[Dataset entries showing where objects appear]

□ □ □ □

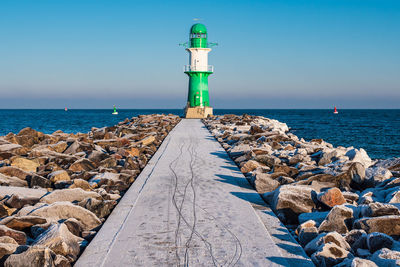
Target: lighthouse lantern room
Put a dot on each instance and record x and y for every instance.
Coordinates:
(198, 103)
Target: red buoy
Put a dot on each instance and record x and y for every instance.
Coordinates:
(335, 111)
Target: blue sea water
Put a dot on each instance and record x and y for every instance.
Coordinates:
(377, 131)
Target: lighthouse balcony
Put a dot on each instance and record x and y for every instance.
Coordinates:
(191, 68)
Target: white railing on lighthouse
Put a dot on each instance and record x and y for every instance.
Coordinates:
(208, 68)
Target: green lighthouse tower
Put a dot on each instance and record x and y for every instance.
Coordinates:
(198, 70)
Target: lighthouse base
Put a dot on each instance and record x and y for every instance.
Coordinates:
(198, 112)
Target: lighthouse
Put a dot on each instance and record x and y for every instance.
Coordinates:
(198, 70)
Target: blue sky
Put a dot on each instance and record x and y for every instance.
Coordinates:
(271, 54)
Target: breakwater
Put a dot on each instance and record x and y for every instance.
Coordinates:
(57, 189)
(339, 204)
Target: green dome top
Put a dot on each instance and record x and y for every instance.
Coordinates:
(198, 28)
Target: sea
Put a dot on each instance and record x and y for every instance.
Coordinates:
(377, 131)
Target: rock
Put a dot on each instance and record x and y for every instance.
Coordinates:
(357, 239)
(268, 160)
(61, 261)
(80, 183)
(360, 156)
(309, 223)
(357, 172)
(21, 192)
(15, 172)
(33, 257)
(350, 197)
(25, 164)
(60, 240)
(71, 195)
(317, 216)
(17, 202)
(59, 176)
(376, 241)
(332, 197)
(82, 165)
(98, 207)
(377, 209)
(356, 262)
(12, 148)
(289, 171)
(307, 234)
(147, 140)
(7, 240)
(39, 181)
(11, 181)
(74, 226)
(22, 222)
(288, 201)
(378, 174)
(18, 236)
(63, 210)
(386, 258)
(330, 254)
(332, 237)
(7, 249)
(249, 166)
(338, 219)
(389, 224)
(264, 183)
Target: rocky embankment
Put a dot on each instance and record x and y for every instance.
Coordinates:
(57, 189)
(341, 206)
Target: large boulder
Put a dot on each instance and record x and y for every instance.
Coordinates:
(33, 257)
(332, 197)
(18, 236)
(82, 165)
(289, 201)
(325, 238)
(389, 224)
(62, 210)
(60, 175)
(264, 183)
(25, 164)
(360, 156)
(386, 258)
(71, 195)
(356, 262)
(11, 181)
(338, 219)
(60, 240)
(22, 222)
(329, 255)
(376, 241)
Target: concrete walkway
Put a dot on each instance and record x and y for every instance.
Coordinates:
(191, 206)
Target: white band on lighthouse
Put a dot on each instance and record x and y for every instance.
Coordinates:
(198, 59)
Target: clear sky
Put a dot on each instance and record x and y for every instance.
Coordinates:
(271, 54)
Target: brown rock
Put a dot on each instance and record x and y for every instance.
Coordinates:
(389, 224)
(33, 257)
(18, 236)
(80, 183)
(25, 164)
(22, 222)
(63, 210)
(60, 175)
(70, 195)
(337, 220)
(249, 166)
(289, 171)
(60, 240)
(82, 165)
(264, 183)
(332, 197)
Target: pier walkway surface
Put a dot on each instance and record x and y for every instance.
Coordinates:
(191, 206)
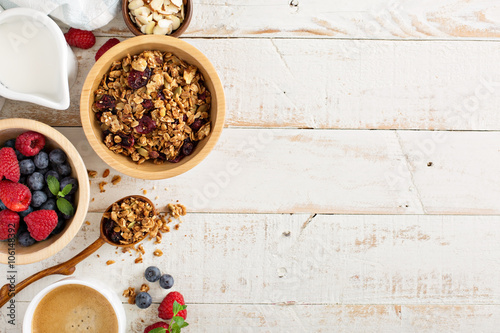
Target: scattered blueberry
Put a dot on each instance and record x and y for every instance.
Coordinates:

□ □ □ □

» What is required: Swap "Put a dot on" for "Place a marker on" throughout all of the entries above, and change nothing else. Leave the pictures out of your version.

» Result of this task:
Target: lighthouse lantern room
Place a marker on each instance and record x and y for every instance.
Coordinates:
(198, 103)
Target: red buoy
Place a marker on each instance and record x and y for every instance.
Coordinates:
(335, 111)
Target: blue sea water
Place a marker on each instance and record x and y for every instance.
Coordinates:
(377, 131)
Target: lighthouse balcony
Place a marker on each instance and record x and y for every instance.
Coordinates:
(191, 68)
Target: white railing on lighthouse
Place a marker on each instance and record x and y for every instance.
Coordinates:
(208, 68)
Target: green lighthouse tower
Place a marker on each instance and record x and y for every instance.
Coordinates:
(198, 70)
Target: lighthouse base
Place a marker on each instance and record x and y for every instance.
Coordinates:
(198, 112)
Target: lighthouse
Place a marker on each instance and record x and y for every instance.
Coordinates:
(198, 70)
Target: blue sky
Place a marker on each instance and record x and y for every instance.
Coordinates:
(271, 54)
Target: breakwater
Place a marker on each instance and record x and y for every instance.
Coordinates:
(57, 189)
(339, 204)
Target: green dome top
Place a marker on each instance and record x and y for every instance.
Coordinates:
(198, 28)
Target: sea
Place a marker on each instance and record x and y for every instance.
Coordinates:
(377, 131)
Target: rock
Place a marker on each instance and record x and y for every instance.
Coordinates:
(357, 239)
(268, 160)
(61, 261)
(80, 183)
(360, 156)
(309, 223)
(357, 172)
(21, 192)
(15, 172)
(33, 257)
(350, 197)
(25, 164)
(60, 240)
(71, 195)
(317, 216)
(17, 202)
(59, 176)
(376, 241)
(332, 197)
(82, 165)
(98, 207)
(377, 209)
(356, 262)
(12, 148)
(289, 171)
(307, 234)
(147, 140)
(7, 240)
(39, 181)
(11, 181)
(74, 226)
(22, 222)
(288, 201)
(378, 174)
(18, 236)
(63, 210)
(386, 258)
(330, 254)
(332, 237)
(7, 249)
(249, 166)
(338, 219)
(389, 224)
(264, 183)
Target: rocky embankment
Place a marker on each instance and record x and y for every instance.
Coordinates:
(57, 189)
(341, 206)
Target: large boulder
Place a marker on each instance and record x and y for every instance.
Coordinates:
(33, 257)
(332, 197)
(18, 236)
(82, 165)
(289, 201)
(325, 238)
(389, 224)
(62, 210)
(60, 175)
(264, 183)
(25, 164)
(360, 156)
(386, 258)
(71, 195)
(356, 262)
(11, 181)
(338, 219)
(60, 240)
(22, 222)
(329, 255)
(376, 241)
Target: concrete walkway
Place a marker on each instance and record x and y for every instance.
Coordinates:
(191, 206)
Target: white band on lighthouse
Place a marker on each instance and record x and y for every instance.
Coordinates:
(198, 59)
Target: clear sky
Place a marker on each instance and record x and y for every instance.
Coordinates:
(271, 54)
Target: brown rock
Place a marker on each instance and record x and y for every instance.
Coordinates:
(389, 224)
(33, 257)
(18, 236)
(80, 183)
(25, 164)
(22, 222)
(63, 210)
(60, 175)
(70, 195)
(337, 220)
(249, 166)
(289, 171)
(60, 240)
(82, 165)
(264, 183)
(332, 197)
Target: pier walkway surface
Place a marker on each instance and record x and y for every instance.
Coordinates:
(191, 206)
Target: scattered blueberry
Place a marker on each instance and record x and y for every instance.
Coordinates:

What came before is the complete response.